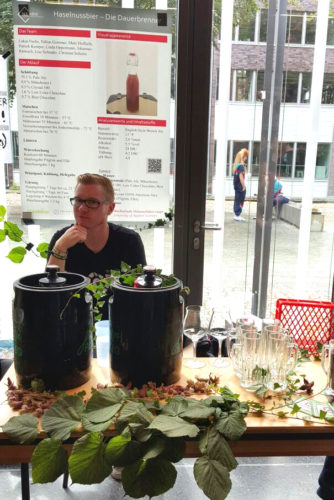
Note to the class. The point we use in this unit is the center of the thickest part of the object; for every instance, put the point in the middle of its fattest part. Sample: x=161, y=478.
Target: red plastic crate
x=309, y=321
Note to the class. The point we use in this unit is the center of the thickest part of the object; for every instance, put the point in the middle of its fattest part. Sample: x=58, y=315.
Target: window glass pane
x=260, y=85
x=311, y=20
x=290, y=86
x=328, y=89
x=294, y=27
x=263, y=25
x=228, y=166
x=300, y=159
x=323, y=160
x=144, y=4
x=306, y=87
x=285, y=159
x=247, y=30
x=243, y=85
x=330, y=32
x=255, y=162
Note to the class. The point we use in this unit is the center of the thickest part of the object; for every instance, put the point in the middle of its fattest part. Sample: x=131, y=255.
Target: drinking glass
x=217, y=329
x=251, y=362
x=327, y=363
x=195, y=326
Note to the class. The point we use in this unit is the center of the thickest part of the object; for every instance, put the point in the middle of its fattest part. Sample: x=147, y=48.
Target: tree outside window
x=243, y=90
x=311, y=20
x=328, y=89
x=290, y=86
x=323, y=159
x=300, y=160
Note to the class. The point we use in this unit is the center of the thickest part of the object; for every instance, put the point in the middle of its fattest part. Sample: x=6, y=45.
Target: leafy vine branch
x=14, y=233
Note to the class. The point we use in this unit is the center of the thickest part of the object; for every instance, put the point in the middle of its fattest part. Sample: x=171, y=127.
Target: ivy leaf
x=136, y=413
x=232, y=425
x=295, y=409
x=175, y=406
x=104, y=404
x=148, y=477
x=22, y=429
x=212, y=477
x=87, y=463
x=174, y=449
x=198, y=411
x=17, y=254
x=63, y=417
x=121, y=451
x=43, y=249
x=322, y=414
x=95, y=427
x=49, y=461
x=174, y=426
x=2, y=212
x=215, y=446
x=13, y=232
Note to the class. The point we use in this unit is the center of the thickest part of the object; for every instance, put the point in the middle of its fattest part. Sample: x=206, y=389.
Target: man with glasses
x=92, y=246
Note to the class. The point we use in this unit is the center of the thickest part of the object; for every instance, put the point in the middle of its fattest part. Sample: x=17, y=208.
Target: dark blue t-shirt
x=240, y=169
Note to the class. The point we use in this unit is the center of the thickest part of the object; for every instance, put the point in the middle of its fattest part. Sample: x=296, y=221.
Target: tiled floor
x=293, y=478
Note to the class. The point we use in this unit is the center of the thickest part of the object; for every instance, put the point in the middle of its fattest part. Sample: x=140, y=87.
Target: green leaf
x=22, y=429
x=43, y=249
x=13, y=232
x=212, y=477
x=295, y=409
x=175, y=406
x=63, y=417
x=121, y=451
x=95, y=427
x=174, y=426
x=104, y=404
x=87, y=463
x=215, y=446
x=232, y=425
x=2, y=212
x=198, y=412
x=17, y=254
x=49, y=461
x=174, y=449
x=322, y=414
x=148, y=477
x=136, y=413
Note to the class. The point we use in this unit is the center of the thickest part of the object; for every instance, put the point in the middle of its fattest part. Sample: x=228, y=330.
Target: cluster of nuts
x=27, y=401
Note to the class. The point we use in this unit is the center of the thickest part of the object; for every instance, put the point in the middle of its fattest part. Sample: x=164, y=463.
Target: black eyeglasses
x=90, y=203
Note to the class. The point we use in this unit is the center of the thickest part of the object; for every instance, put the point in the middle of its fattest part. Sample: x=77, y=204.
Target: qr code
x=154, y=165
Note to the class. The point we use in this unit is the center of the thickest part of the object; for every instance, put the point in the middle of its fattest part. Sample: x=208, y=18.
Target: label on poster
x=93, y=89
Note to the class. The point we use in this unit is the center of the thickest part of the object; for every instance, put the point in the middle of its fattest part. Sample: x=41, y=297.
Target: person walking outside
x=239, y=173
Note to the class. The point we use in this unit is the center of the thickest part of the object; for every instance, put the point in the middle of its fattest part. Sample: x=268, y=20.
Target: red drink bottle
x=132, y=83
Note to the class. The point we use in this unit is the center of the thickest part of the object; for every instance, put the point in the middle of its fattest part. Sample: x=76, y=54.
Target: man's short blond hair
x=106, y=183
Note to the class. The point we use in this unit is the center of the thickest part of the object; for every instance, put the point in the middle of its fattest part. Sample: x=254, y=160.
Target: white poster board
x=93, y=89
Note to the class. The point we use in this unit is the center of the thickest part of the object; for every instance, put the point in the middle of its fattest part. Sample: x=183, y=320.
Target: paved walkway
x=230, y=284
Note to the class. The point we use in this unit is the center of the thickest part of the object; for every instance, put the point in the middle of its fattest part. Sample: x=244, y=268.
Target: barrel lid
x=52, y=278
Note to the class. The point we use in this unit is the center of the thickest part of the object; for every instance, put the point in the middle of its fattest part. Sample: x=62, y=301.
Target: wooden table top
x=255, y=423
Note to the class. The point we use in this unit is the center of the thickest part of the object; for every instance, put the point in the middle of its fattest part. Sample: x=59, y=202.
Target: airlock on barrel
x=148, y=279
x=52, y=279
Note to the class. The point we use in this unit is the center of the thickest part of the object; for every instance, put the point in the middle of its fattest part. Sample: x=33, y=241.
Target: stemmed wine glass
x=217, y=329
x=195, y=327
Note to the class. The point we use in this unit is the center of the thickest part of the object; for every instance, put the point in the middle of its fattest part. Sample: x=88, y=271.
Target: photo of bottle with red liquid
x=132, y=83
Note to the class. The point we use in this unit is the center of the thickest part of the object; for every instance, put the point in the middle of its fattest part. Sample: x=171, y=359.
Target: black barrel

##############################

• What the exercise asks:
Reproduce the listing from its start through the line containing "x=92, y=246", both ends included, and leave out the pictures.

• Reply:
Note to the class. The point we use in this unit is the center of the thickest part of the object; for every instance, put the point in the middle of its fattest part. Sample: x=161, y=478.
Target: red plastic crate
x=309, y=321
Note to the class. The point we use in this unit is the center of the thickest part of the object; for every instance, put the point in the middle of its fattest part. Sample: x=58, y=315.
Target: window glass pane
x=260, y=85
x=311, y=20
x=290, y=86
x=328, y=89
x=294, y=27
x=263, y=25
x=228, y=166
x=300, y=159
x=323, y=160
x=144, y=4
x=306, y=87
x=285, y=159
x=247, y=30
x=243, y=85
x=330, y=32
x=255, y=162
Note to the class. The point we use in this unit is the center of the thickest part of the object; for every instance, put the point in the middle of its fattest part. Sample: x=131, y=255.
Target: drinking glass
x=217, y=329
x=251, y=362
x=327, y=363
x=195, y=326
Note to the class. The point we use in this unit is the center of the thickest part of the object; for every instance, put the point in the middle of its fattest part. Sample: x=147, y=48.
Target: tree outside window
x=243, y=90
x=311, y=20
x=328, y=89
x=290, y=86
x=323, y=159
x=300, y=160
Note to the class. The point we use in this unit is the center of the thickest part of the object; for every instance, put the point in the middle of its fattest part. Sample: x=6, y=45.
Target: leafy vine branch
x=14, y=233
Note to the class. The point we use in this unit is the center of the thickest part of the object; for every instance, put the point in the middle of its fattest part. Sample: x=171, y=127.
Target: ivy leaf
x=136, y=413
x=232, y=425
x=295, y=409
x=175, y=406
x=104, y=404
x=148, y=477
x=22, y=429
x=212, y=477
x=87, y=463
x=174, y=449
x=198, y=411
x=17, y=254
x=63, y=417
x=121, y=451
x=43, y=249
x=322, y=414
x=95, y=427
x=49, y=461
x=174, y=426
x=2, y=212
x=215, y=446
x=13, y=232
Note to the class. The point we use in this unit is the center of the thickest part of the object; for every instance, put the point in the middle of its fattest part. Sample: x=206, y=389.
Target: man with glasses
x=92, y=246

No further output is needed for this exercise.